Work instructions: Are you able to quote each entry exactly as written?

Provided records:
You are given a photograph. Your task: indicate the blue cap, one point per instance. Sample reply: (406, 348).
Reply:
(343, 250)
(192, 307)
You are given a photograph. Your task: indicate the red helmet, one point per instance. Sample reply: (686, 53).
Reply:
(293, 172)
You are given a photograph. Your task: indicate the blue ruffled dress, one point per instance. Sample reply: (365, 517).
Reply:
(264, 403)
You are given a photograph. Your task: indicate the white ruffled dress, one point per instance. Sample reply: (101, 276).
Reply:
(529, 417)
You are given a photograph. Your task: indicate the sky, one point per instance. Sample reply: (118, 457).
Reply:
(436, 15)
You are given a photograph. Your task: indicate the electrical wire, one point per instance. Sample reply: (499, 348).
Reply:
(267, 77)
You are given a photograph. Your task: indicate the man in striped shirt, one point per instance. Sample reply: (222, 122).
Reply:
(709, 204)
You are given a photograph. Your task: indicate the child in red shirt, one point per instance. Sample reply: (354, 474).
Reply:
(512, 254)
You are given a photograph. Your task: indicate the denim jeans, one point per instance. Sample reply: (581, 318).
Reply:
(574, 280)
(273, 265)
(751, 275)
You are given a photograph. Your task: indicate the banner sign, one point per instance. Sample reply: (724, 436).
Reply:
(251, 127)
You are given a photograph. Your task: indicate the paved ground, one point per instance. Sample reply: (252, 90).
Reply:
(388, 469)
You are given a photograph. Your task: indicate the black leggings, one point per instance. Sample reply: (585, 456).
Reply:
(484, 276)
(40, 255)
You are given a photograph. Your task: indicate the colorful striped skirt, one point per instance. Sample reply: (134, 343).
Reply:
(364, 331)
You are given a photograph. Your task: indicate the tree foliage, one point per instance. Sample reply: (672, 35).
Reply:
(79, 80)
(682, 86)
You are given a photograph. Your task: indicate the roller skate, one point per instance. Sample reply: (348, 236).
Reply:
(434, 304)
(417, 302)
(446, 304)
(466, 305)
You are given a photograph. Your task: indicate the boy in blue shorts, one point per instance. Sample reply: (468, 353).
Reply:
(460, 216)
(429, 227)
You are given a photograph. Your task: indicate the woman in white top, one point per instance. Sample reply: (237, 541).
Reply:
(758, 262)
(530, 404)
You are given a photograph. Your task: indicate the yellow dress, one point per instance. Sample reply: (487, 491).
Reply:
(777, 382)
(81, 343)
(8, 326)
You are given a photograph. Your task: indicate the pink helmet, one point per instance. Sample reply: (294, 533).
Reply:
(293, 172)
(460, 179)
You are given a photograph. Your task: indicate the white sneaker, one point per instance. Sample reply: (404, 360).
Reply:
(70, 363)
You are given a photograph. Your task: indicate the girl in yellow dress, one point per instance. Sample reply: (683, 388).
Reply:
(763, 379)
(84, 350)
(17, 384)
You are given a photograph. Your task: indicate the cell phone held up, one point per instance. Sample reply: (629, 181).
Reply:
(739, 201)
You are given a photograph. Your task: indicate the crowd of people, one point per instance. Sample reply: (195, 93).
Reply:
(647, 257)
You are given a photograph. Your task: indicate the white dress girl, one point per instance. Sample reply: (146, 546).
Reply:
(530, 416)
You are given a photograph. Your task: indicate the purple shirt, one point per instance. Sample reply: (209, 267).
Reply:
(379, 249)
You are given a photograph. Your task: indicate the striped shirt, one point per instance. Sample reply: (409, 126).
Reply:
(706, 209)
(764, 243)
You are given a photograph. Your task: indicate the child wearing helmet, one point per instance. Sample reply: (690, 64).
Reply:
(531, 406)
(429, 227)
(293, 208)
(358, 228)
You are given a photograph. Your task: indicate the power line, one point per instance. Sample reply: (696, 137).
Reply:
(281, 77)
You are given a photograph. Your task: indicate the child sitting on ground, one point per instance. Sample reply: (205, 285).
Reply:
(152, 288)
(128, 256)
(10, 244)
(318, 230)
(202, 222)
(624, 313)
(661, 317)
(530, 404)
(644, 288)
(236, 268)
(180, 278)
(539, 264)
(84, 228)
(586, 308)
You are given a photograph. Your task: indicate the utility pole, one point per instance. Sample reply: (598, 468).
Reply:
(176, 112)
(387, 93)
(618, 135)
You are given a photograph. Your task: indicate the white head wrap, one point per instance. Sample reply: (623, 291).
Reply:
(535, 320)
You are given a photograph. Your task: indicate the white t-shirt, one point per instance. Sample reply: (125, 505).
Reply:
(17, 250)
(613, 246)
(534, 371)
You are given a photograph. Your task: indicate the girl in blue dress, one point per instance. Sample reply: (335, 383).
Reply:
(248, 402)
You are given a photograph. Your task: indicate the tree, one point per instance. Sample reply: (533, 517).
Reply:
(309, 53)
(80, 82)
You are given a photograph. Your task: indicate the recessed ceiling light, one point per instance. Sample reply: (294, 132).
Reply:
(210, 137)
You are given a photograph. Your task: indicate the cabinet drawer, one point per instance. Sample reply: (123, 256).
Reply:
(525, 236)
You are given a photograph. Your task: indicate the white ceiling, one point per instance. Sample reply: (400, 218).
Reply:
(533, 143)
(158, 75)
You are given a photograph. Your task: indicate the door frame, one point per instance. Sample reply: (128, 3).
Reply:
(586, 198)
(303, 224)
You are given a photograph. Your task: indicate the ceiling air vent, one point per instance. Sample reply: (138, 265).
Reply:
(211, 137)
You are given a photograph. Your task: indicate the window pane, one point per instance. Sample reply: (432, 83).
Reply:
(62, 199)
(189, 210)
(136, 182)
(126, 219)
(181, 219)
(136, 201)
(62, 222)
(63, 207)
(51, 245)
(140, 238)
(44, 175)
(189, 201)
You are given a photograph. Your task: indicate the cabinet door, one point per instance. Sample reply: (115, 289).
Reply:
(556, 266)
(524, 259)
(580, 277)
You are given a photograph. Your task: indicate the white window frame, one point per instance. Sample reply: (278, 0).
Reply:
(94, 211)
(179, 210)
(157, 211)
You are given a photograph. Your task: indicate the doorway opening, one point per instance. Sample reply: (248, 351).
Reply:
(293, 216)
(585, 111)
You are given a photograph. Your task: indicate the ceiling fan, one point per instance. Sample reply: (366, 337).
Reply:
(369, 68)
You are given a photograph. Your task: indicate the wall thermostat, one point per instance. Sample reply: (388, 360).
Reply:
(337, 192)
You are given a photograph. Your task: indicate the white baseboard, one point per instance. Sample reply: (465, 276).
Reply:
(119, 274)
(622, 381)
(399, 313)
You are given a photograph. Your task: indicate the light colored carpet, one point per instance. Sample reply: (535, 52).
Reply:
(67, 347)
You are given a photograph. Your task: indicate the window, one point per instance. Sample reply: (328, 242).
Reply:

Response area:
You are given a photograph. Your task: indicate the blue cap, one point per instance. Sample reply: (406, 348).
Reply:
(343, 250)
(192, 307)
You are given a photograph. Your task: indicate the red helmet, one point per instance. Sample reply: (686, 53).
Reply:
(293, 172)
You are given a photograph. Your task: indicate the blue ruffled dress, one point per instance. Sample reply: (365, 517).
Reply:
(264, 403)
You are given a photograph. Your task: indicate the white ruffled dress, one point per instance. Sample reply: (101, 276).
Reply:
(529, 417)
You are given a photograph. Your task: indicate the sky, one point per instance. Sample reply: (118, 457).
Reply:
(436, 15)
You are given a photograph. Your task: indicate the electrical wire, one point per instance. Sample reply: (499, 348).
Reply:
(267, 77)
You are given a photograph. Your task: indicate the man in striped shirt, one point per instance. Sample reply: (222, 122).
Reply:
(709, 204)
You are given a photograph. Your task: indicate the child in red shirt, one point per instance. Sample reply: (354, 474).
Reply:
(512, 254)
You are given a photograph. Your task: indicate the denim jeans, one point per instance. Sample reply: (581, 318).
Reply:
(574, 280)
(273, 265)
(751, 275)
You are given a photograph. Your task: indicate the banner sign, one point per instance. Sample reply: (724, 436).
Reply:
(251, 127)
You are given a photograph. Your task: indicate the paved ground, one point per instance. Sample reply: (252, 90).
Reply:
(388, 469)
You are given a photograph. Your task: indicate the black leggings, one point per instance. Sample reply: (585, 456).
Reply:
(484, 276)
(40, 255)
You are given a photograph. Your task: indicate the colorful striped skirt, one point per instance. Sample reply: (134, 343).
Reply:
(364, 331)
You are given a photograph. Your task: indicate the tree foliage, one point per instance. Sample reply: (672, 35).
Reply:
(79, 80)
(682, 86)
You are given a photograph. Your task: indicate the roller skate, one point per instance. Sample reply: (348, 236).
Reply:
(434, 304)
(417, 302)
(446, 304)
(466, 305)
You are given a photograph. Your task: indicate the boy in blue shorts, one point per instance. Sample reply: (468, 353).
Reply:
(460, 216)
(429, 227)
You are given a photograph. Your task: indicate the woman in white top, one point per instance. Sample reply: (237, 541).
Reply:
(758, 262)
(530, 404)
You are given a photograph. Your task: indicate the yellow dress, one point per instance. Sample reply: (487, 491).
Reply:
(777, 382)
(81, 343)
(8, 326)
You are given a photograph. Your task: indicate the pink helmet, one point per instance. Sample reply: (294, 533).
Reply:
(293, 172)
(460, 179)
You are given a photograph. Your task: indicate the white sneaker, one point per instance. Sample reply: (404, 360).
Reply:
(70, 363)
You are given a photograph. Your task: indicate the girl in yellow dress, one point per instance. Sample reply: (683, 388).
Reply:
(763, 379)
(84, 350)
(17, 384)
You are given a photograph. Your task: indicate the cell phone held up, one point per instance. Sample reply: (629, 181).
Reply:
(739, 201)
You are given a photograph. Your task: indicate the crowd of people, one point per instance. Sample reply: (195, 93).
Reply:
(647, 257)
You are given a photograph. Your task: indicate the white dress girl, one point per instance. Sample reply: (146, 546).
Reply:
(530, 416)
You are given a photograph. Your task: indicate the purple shirt, one point per instance. Sample reply: (209, 267).
Reply:
(379, 249)
You are given a photograph. Your task: indicate the striped shirt, one point per instance. Sample reply: (409, 126).
Reply:
(706, 209)
(764, 243)
You are given a photograph. Your task: indicate the child wearing helmet, one point per instance. Sample reply: (690, 64).
Reply:
(531, 406)
(429, 227)
(293, 208)
(358, 228)
You are given a photograph. Your task: indicate the power line, one point per instance. Sample reply: (696, 137).
Reply:
(281, 77)
You are given a photograph. Your task: indicate the child sitting on ground, one point per instance. Sample reply: (205, 285).
Reply:
(152, 288)
(128, 256)
(10, 244)
(318, 230)
(202, 222)
(624, 313)
(661, 317)
(530, 404)
(644, 288)
(236, 268)
(180, 278)
(539, 264)
(84, 228)
(586, 308)
You are given a photograph. Your task: indicate the utility pole, one point per instance. Sample reply: (598, 468).
Reply:
(176, 112)
(387, 93)
(618, 135)
You are given a photograph. Your task: indicate the white head wrap, one point per instance. Sample reply: (623, 291).
Reply:
(535, 320)
You are given a photograph. Your task: indicate the white t-shirt, one point per instance. Sample reply: (125, 505).
Reply:
(17, 250)
(613, 246)
(534, 371)
You are given a photograph. Your task: indicate the girl in blue dress, one point per instance. Sample reply: (335, 383).
Reply:
(248, 402)
You are given a photograph. Your task: indicate the tree, one point per instance. Sample reply: (533, 517).
Reply:
(309, 53)
(80, 82)
You are given a photograph. Your task: indicate the recessed ceiling light, one point per instance. Sample reply: (294, 132).
Reply:
(210, 137)
You are given a photograph. Your task: indicate the cabinet drawer, one point per instance. Sample reply: (123, 256).
Reply:
(525, 236)
You are given a photograph. Your task: indicate the white ceiling, one point per instance. Sample reply: (400, 218).
Reply:
(533, 143)
(158, 75)
You are given a photograph. Your task: indicate the door frame, one point per instance. Sample reply: (128, 3).
Reply:
(586, 198)
(303, 224)
You are given a photograph. Your task: indicate the ceiling air vent, one point per instance. Sample reply: (138, 265).
Reply:
(211, 137)
You are given a photograph. Your task: indicate the window pane, one point per instance. Sample reply: (432, 83).
Reply:
(62, 199)
(189, 210)
(136, 182)
(126, 219)
(181, 219)
(136, 201)
(62, 222)
(63, 207)
(51, 245)
(140, 238)
(44, 175)
(189, 201)
You are given a photograph. Your task: indicate the cabinet door, one point per instance. Sample reply: (115, 289).
Reply:
(556, 266)
(524, 259)
(580, 277)
You are given a photograph. Your task: indicate the white window frame, one point per instance. Sample reply: (278, 0).
Reply:
(94, 211)
(179, 210)
(157, 211)
You are given a photograph. Your task: indicate the doorway opening, one point per instance. Sample reply: (248, 351).
Reply:
(293, 216)
(585, 111)
You are given a photograph. Your task: indicate the ceiling fan, one point per instance. Sample reply: (366, 337).
Reply:
(369, 68)
You are given a photograph. Your task: indicate the wall thermostat, one point per instance. Sample reply: (388, 360).
Reply:
(337, 192)
You are given a photograph. Your task: indicate the white baseboard, one point per instance. Sample reply: (465, 276).
Reply:
(119, 274)
(622, 381)
(399, 313)
You are given a photograph. Your task: indicate the light colored carpet, one point per instance. Sample reply: (535, 52).
Reply:
(67, 347)
You are given a photograph. Your task: indicate the window, one point per instance. Sample reply: (328, 242).
Reply:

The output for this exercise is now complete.